▶ **OBJECTIVE**
Swap "white paper" for "blank paper" in the lines between the one holding "Examine the provided image for any man's face." and the one holding "[0,643,131,740]", inclusive, and give back only those lines with nothing else altered.

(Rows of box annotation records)
--------------------------------
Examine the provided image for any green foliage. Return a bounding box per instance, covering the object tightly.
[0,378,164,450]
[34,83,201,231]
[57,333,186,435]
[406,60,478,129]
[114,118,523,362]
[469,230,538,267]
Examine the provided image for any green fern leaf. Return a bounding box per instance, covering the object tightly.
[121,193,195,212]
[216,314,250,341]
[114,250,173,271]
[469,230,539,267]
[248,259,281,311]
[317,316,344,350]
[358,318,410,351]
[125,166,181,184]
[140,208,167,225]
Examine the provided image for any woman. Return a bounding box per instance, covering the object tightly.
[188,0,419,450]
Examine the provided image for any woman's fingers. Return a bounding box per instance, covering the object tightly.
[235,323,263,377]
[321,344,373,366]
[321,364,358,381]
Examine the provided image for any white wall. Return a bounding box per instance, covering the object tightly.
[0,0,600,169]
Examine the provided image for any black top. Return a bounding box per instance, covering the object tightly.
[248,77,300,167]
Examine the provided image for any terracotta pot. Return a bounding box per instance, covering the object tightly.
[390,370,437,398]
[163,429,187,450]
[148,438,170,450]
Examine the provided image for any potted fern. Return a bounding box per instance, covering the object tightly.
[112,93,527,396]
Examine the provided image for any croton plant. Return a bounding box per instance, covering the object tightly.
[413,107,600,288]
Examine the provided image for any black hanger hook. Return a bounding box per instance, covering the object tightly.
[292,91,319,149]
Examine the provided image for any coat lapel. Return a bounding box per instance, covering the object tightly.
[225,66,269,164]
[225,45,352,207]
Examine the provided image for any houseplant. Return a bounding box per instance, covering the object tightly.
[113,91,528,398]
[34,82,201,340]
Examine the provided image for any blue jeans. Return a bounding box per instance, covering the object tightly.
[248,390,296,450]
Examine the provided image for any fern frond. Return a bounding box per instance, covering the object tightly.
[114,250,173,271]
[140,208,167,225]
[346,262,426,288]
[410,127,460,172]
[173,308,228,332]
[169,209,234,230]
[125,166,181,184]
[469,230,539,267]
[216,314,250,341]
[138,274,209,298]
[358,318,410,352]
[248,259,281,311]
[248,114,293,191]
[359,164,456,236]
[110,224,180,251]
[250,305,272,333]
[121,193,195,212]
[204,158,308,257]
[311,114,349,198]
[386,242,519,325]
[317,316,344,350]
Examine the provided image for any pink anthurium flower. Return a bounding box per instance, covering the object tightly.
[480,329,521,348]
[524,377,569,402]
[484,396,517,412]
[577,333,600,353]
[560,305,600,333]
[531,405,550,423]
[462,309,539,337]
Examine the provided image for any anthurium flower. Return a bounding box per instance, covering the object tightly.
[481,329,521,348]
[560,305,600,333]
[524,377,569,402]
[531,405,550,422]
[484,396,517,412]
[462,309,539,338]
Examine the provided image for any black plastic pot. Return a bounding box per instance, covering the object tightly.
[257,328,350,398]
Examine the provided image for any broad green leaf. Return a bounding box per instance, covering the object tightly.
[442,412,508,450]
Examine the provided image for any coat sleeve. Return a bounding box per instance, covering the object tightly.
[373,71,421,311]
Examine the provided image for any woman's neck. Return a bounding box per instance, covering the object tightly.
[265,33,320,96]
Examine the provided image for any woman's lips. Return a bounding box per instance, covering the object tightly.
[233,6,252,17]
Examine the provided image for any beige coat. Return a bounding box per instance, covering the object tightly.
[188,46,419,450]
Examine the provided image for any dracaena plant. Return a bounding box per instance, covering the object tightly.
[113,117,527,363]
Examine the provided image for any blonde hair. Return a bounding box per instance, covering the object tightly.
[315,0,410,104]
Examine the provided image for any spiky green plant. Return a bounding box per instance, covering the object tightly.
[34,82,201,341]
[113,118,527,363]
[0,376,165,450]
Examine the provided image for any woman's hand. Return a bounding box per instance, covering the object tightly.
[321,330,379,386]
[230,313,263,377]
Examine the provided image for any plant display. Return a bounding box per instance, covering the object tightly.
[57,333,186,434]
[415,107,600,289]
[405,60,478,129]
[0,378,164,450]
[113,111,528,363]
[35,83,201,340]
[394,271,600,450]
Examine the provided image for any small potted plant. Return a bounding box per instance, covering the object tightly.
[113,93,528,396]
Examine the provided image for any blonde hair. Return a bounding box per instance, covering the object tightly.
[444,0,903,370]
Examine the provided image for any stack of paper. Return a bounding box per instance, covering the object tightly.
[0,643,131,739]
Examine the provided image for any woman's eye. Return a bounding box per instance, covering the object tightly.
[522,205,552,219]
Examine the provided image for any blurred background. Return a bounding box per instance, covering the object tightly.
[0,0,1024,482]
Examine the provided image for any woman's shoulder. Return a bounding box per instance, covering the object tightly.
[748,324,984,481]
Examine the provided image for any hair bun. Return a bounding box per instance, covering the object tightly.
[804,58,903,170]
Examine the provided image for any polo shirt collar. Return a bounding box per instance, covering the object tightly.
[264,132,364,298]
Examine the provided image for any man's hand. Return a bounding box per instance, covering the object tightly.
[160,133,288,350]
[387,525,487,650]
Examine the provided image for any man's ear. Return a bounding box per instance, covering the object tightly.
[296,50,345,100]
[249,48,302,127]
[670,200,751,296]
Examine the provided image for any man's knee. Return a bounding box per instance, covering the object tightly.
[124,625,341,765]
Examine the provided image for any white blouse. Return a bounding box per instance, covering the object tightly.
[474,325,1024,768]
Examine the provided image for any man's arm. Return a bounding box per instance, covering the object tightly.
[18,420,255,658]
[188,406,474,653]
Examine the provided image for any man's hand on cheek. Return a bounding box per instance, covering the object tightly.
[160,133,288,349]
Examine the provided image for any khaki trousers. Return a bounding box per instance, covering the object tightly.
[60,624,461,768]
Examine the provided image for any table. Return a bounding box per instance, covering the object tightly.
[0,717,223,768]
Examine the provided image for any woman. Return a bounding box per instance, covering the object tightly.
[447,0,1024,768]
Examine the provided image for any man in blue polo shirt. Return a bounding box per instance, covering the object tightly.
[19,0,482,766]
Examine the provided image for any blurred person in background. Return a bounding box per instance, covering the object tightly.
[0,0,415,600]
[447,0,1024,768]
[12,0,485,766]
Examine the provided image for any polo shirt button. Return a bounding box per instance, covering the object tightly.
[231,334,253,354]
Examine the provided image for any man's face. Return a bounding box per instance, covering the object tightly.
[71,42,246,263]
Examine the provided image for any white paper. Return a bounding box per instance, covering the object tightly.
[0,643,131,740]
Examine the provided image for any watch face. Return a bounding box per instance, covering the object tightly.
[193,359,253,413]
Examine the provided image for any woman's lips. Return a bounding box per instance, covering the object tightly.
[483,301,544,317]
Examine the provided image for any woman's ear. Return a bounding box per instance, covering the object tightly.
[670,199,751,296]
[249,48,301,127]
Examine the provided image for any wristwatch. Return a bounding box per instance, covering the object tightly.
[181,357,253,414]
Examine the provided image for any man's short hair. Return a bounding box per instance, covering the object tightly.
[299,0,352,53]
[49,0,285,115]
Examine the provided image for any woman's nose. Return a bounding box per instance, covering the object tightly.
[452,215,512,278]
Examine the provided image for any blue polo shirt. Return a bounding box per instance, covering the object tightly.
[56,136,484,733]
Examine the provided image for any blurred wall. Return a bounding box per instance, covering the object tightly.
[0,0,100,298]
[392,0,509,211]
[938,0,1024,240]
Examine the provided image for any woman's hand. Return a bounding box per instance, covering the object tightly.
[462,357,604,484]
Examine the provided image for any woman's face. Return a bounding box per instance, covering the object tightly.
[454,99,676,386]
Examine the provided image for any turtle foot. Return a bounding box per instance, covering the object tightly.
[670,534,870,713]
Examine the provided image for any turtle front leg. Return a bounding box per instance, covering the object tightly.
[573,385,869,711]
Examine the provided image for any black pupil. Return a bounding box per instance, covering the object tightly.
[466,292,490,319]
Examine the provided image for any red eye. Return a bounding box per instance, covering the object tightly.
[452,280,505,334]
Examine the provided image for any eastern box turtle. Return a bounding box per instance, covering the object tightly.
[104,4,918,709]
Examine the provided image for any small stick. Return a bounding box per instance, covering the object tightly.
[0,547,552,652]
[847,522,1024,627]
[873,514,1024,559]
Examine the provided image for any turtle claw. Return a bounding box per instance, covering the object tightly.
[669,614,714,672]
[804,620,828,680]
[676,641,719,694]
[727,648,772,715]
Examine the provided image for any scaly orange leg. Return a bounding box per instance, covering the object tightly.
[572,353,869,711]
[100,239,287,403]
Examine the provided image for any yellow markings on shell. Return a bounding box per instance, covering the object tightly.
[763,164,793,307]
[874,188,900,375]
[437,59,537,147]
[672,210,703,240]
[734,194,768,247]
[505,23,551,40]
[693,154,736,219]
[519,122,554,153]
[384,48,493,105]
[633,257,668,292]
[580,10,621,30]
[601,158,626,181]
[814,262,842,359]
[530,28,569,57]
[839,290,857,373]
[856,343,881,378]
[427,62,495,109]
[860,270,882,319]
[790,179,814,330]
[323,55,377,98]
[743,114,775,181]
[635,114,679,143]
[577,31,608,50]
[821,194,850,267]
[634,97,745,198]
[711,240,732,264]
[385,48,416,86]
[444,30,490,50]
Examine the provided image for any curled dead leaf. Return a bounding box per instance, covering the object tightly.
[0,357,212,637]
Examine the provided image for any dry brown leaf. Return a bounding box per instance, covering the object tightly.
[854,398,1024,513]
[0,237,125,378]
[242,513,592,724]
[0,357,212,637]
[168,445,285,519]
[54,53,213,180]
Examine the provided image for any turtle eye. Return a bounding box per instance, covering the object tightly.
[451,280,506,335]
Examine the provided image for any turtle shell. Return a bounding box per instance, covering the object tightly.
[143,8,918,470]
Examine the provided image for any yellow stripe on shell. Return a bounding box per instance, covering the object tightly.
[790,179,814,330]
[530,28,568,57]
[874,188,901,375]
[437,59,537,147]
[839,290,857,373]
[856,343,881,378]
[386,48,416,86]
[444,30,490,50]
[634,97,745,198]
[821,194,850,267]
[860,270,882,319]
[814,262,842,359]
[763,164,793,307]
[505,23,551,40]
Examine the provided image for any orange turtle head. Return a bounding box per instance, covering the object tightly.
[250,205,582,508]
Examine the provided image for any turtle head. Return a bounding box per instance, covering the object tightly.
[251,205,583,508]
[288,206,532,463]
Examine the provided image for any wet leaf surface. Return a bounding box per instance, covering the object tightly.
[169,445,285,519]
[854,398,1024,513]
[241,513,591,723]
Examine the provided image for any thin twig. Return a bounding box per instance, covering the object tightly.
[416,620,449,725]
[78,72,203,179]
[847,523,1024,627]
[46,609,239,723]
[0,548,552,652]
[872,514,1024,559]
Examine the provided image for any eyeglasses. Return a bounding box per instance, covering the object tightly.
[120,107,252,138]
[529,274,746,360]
--------------------------------
▶ **THE SOLUTION**
Examine the provided image for any man's face. Return a bounding box per instance, covering the object tightly.
[71,42,246,263]
Examine the provided image for any blank paper. Return a bounding box per instance, covering the object tightly.
[0,643,131,740]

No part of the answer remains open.